Copy out, unchanged, every row from the one containing "In this exercise you will annotate the white dress" down to the one containing "Target: woman with blonde hair", both of those included.

+++ Rows +++

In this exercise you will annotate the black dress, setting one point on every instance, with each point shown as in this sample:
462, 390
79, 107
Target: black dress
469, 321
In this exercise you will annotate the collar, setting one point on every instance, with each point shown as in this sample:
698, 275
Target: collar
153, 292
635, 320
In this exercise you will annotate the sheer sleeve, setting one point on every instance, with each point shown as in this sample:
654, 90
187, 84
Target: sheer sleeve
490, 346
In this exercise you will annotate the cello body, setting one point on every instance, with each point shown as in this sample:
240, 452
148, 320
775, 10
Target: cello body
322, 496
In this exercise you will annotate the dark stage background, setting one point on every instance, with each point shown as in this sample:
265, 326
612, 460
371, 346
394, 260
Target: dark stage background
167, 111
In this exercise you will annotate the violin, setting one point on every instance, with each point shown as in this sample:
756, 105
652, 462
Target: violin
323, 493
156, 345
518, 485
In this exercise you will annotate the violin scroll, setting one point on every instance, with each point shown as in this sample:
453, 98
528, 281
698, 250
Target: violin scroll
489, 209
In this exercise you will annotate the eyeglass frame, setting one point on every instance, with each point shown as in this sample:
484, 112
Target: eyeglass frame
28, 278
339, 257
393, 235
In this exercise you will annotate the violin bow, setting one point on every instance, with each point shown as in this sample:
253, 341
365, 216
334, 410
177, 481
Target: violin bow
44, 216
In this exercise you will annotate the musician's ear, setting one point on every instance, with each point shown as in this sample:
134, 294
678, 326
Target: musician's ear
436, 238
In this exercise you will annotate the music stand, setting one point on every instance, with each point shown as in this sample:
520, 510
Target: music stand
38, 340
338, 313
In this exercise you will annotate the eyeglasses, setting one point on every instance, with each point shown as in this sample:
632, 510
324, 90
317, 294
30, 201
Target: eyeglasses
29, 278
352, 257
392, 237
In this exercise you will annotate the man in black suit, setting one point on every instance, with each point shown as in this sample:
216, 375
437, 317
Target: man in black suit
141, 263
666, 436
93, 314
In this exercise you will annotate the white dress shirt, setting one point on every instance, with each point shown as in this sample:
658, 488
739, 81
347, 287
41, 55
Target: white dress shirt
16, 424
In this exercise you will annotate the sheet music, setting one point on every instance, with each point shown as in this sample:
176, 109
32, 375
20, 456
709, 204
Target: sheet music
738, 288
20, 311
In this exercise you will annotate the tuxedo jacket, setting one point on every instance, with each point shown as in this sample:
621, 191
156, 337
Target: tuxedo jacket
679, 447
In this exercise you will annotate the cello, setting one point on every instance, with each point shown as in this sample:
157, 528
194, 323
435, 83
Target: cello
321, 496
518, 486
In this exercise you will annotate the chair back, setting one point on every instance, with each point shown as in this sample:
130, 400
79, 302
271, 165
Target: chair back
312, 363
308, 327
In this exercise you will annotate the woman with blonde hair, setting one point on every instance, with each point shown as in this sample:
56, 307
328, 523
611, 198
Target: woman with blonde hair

+++
+++ Rows +++

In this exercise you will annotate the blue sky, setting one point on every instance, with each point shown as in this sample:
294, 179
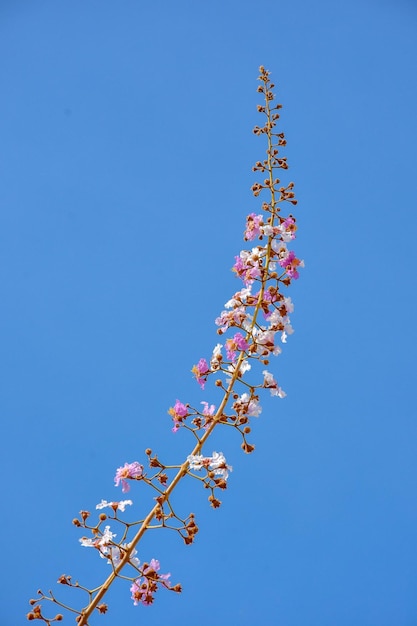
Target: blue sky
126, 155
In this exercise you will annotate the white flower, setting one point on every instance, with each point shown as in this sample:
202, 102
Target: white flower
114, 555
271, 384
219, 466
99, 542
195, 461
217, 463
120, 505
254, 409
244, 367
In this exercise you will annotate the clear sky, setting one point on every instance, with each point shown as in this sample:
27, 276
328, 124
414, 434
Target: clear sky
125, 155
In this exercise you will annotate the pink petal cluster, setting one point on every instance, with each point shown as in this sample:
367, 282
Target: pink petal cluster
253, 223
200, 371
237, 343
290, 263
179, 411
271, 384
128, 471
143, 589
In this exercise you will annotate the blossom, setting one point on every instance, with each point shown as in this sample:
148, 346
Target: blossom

+++

» **Full output**:
In this exercise you will annotate the white dress shirt, setting one point on every instance, with each point shown as in this sample:
658, 488
739, 81
347, 287
41, 55
Target: white dress shirt
16, 424
In this exercise you will annotate the sheet music, setting one point on every instance, with each point shown as in this sample:
176, 109
32, 375
20, 456
709, 204
Target: sheet music
738, 288
20, 311
In this exercise you will annotate the tuxedo jacket, setting one point on every instance, with each point shown as in this sample:
621, 191
156, 337
Target: tuxedo jacket
679, 447
In this exercise you will annotate the cello, setting one point on every instance, with each point shown as in this sample:
157, 528
194, 323
435, 83
Target: cello
321, 496
518, 486
In this exercise you will annotate the chair back, setting one point on every instance, with each point shown as in this sample:
130, 400
79, 302
271, 165
Target: chair back
312, 363
308, 327
In this exercise you will annotate the woman with blonde hair, setting one point on every instance, with each point shown as in this sample:
56, 307
328, 523
611, 198
Target: woman with blonde hair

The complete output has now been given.